### REQUIRED ACTION:
Line by line, copy the data below exactly.

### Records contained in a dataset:
____________________
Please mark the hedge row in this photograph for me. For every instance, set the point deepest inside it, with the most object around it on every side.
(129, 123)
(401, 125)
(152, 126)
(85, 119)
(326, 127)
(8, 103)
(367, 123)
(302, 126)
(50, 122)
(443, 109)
____________________
### WRITTEN ANSWER:
Please mark the hedge row in this photograph for me. For every instance, set the point deepest inside it, with the most object around it on every side.
(129, 123)
(401, 125)
(152, 126)
(85, 119)
(326, 127)
(8, 103)
(367, 123)
(302, 126)
(50, 122)
(443, 109)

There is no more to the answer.